* _Problem description_
Leaving the pictures aside, reproduce the data in full and word for word.

==*==

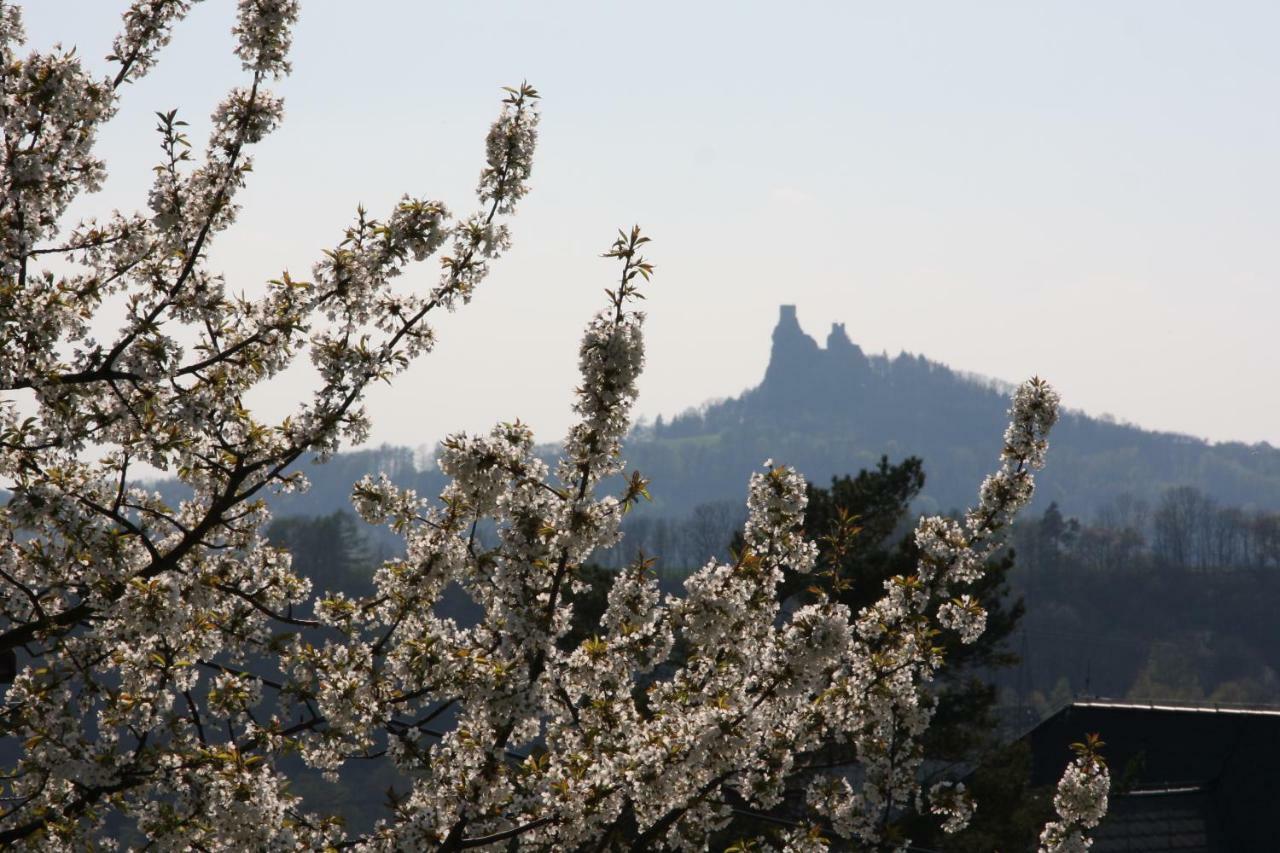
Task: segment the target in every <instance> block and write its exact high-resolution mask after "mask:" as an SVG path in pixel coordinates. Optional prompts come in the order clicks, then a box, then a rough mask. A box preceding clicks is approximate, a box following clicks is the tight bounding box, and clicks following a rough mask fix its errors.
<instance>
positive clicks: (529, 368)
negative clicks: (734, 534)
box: [26, 0, 1280, 446]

==*==

* _Solution_
Task: segment the target in every <instance> block and write its exact high-resolution mask after "mask:" as an SVG path in pixel coordinates. Optional prompts come in the order clicks, then a box, then a rough mask. A box preceding clicks is approximate, a box following clicks is the tight bounding box, and clicks following a rough mask fix its errors.
<instance>
positive clicks: (529, 368)
negative clicks: (734, 534)
box: [26, 0, 1280, 446]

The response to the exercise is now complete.